- [INSTRUCTIONS FOR THE TASK] Resume the NUCATS podcast transcript from its final line and continue it.
======== PAGE EXTRACT ========
So there's going to be many programs, short courses, materials, forthcoming. And at the same time, there's this innovation engine that's really revving up at NUCATS right now to help faculty lead startups and become academic innovators. Can you tell me a little bit more about that, Leah?
Faculty at the early stages of innovation, let's suppose they think they can develop a device, or they have a prototype device, or they're thinking about securing a patent. They may not know what next steps to take. They may know the next NIH grant to write, or what experiments could give them the next results, but they may not know how to start to move that towards being in the public realm, being commercialized, being patented, being, manufactured. And so the innovator access program will include a consultation service for faculty where they can have office hours or even just have a consultation so they can find out more about what those next steps might be. It's also going to build a network for them so they could talk to other faculty who've been through the process or even things like the Chicago Biomedical Consortium, um, to get sort of broader advice. the ideas that they may come away with, like a pitch deck, or an IP strategy, intellectual property strategy, ideas for key experiments to make the project look more viable to potential funders, as well as a list of potential funding sources.
[00:18:47] Erin Spain, MS:
Lot of what you have both talked about today are ways to improve the research enterprise from beginning to end and how NUCATS is planning to do this. Is there a message you would like to leave NUCATS members with today? As we wrap up this episode and you to continue on with the work that you're doing as part of the grant.
======== ENTRIES SUPPLIED ========
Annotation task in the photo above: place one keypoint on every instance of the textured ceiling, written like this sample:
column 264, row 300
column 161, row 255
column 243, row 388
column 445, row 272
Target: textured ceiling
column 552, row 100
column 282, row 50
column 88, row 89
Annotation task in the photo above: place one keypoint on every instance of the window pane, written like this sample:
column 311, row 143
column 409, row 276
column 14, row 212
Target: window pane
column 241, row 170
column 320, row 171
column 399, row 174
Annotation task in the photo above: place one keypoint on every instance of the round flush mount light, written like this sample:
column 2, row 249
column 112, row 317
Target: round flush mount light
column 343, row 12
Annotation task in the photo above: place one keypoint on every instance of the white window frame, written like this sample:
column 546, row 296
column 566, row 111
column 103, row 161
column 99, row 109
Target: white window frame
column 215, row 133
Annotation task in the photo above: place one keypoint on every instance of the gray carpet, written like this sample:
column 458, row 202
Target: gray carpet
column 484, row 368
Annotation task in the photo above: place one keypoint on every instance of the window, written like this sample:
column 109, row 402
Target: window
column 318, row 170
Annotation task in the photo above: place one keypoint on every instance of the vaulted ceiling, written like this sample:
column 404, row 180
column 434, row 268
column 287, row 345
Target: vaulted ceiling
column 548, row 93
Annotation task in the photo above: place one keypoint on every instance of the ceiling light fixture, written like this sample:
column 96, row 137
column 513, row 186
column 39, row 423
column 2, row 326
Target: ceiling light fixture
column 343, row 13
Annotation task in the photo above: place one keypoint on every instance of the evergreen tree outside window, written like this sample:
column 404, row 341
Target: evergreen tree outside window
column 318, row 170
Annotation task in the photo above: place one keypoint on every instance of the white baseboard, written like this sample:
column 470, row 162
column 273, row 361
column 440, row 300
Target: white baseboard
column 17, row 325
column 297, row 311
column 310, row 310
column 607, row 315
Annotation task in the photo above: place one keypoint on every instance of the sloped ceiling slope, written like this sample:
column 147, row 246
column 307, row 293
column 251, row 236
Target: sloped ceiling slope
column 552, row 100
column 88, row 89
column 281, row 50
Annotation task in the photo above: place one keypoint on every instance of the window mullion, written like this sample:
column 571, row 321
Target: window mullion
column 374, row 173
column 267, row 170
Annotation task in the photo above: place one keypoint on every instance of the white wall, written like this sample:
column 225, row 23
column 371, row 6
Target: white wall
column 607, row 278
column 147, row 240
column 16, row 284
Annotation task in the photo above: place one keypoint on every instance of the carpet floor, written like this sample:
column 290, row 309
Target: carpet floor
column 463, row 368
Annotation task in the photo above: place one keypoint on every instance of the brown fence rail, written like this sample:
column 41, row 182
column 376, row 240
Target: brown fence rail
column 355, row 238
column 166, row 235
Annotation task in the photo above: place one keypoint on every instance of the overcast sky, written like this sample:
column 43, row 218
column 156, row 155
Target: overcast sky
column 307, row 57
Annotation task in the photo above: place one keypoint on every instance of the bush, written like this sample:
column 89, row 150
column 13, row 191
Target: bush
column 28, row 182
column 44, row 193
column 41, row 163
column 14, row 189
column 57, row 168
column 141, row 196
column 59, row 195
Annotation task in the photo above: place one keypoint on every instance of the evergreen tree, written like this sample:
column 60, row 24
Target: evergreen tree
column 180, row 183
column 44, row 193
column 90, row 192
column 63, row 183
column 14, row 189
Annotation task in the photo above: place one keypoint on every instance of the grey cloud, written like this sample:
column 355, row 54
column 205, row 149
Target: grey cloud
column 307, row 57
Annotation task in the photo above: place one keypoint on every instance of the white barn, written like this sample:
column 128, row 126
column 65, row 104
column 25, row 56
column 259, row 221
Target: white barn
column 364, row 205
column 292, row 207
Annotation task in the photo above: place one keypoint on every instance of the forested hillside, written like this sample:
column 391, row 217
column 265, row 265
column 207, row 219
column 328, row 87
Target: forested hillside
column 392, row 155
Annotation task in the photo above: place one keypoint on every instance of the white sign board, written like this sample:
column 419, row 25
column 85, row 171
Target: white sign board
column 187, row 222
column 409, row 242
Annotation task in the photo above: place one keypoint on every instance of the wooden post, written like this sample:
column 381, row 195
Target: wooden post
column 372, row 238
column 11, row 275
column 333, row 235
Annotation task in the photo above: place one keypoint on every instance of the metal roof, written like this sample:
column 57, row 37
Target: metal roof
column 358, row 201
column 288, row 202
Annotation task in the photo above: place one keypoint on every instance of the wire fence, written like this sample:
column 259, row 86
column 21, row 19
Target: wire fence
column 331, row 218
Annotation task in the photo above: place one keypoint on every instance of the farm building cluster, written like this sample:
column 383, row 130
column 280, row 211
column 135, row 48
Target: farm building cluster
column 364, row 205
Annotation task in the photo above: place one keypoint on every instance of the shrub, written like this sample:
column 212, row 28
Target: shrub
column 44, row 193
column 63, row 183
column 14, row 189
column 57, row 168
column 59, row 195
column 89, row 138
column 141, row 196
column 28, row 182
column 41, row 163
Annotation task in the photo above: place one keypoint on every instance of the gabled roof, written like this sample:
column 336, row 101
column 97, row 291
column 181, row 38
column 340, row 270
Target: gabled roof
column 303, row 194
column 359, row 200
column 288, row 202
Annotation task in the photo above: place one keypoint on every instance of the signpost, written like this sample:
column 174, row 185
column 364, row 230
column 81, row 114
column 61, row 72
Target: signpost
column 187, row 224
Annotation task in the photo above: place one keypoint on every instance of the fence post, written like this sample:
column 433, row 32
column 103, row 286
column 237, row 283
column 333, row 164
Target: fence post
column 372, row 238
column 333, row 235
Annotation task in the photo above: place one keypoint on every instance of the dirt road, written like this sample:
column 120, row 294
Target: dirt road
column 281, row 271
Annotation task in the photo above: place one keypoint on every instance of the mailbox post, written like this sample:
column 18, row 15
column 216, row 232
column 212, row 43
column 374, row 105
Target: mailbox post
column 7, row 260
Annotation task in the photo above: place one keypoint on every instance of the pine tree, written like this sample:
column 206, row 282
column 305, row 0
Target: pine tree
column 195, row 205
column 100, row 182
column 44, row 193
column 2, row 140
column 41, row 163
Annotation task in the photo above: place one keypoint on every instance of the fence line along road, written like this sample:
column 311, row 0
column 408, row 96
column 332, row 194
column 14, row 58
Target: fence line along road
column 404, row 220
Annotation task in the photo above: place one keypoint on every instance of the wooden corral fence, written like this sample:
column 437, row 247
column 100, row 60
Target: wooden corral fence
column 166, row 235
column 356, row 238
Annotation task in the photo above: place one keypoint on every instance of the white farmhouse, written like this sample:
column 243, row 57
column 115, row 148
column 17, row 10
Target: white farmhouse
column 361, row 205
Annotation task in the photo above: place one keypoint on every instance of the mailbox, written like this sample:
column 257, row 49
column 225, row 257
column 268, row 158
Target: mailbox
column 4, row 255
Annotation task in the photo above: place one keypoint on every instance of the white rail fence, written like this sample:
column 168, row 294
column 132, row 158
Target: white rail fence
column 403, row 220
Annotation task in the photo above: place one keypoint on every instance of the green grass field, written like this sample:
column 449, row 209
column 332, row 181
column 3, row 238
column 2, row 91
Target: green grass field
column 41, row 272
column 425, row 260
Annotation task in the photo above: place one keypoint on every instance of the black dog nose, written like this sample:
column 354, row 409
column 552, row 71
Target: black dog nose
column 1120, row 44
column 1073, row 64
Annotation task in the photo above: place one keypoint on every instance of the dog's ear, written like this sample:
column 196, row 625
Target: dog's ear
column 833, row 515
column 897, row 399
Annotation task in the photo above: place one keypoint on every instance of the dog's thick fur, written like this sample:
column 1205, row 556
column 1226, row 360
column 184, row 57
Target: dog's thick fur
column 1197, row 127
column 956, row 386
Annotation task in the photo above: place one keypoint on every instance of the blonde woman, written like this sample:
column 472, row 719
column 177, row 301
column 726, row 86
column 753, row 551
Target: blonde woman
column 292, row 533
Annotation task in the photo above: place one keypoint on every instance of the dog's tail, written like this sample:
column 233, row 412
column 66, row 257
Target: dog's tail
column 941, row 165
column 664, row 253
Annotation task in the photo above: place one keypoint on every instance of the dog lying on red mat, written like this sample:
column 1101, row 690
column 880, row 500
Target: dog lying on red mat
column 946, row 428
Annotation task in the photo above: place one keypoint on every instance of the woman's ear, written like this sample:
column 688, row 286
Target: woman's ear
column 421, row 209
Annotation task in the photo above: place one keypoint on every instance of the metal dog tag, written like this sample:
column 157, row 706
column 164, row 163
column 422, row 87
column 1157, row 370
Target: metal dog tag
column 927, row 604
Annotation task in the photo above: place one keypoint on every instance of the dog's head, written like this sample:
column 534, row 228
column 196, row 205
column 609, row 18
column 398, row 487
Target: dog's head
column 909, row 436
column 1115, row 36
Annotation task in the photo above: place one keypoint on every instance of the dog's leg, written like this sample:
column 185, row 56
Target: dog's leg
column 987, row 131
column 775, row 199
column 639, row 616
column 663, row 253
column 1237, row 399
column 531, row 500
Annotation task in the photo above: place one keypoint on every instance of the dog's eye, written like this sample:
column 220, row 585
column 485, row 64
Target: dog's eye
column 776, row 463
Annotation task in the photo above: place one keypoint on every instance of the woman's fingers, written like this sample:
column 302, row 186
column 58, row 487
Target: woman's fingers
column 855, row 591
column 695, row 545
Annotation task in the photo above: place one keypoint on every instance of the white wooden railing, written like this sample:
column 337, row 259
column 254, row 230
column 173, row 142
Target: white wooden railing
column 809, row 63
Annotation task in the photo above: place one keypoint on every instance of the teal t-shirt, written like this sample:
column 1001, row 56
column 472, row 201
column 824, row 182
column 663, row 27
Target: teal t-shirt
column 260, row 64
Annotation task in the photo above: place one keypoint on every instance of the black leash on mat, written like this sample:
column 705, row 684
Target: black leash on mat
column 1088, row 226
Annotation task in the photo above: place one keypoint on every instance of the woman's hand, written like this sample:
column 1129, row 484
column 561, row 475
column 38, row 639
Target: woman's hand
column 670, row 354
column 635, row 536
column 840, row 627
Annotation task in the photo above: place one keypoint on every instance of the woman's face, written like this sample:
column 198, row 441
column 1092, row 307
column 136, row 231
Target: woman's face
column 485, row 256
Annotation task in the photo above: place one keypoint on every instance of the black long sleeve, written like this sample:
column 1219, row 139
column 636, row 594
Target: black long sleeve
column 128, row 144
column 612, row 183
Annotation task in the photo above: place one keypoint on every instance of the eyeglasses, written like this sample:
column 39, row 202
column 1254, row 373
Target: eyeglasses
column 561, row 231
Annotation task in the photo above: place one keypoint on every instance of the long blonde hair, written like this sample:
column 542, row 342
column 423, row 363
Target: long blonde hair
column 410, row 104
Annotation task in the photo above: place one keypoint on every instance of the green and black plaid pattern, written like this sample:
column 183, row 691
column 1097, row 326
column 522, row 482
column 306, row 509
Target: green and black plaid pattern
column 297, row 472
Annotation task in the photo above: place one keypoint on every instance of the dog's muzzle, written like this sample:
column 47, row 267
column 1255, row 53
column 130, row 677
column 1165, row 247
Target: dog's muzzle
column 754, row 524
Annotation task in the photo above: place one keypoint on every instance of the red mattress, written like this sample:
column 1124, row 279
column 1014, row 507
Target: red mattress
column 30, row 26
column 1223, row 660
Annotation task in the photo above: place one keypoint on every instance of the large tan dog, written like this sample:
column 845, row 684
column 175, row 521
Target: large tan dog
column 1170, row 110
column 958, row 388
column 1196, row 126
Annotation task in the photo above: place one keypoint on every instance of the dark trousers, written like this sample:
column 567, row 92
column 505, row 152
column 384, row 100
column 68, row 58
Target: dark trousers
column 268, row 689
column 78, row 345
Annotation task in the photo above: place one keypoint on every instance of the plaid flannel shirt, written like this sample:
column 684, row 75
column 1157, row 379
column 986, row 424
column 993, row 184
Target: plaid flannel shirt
========
- [ANSWER BELOW]
[00:19:07] Leah Welty, PhD: If you feel like you see part of the research process that's working really well, let us know. If you're using some of our resources and services and they're useful, let us know. We need to have that information so we can keep supporting them and developing them. At the same time, if you feel like there's something that you need and isn't part of the game plan, let us know. Bring it forward. Let us know what that looks like. We also know what our section looks like, but in other pieces of the grant looks like, and you know, if it fits into the mission of NUCATS, I think we'd be pretty interested in figuring out how we can make it happen and, and how we can make this enterprise work better.
[00:19:55] Anju Peters, MD: I had the benefit of NUCATS to help advance my career, but it's interesting that I now am working with Leah on this part of NUCATS UM1 when I started. I didn't know much about clinical and translational research. I started with the MSCI class and learned a lot and now I get to do so much research and work with people like Leah and the rest of the team. Very different than what I do in my regular work as an allergist and it's a lot of it is thanks to NUCATS. So I hope we can offer that to many other junior investigators and other research teams.
[00:20:33] Erin Spain, MS: Thank you so much, Dr. Peters and Welty for coming on the show today to talk about all this work that is ahead of you. That sounds so exciting. We can't wait to follow along and see how things progress. So thank you so much for your time today.
[00:20:45] Anju Peters, MD: Thank you.
[00:20:46] Leah Welty, PhD: Of course.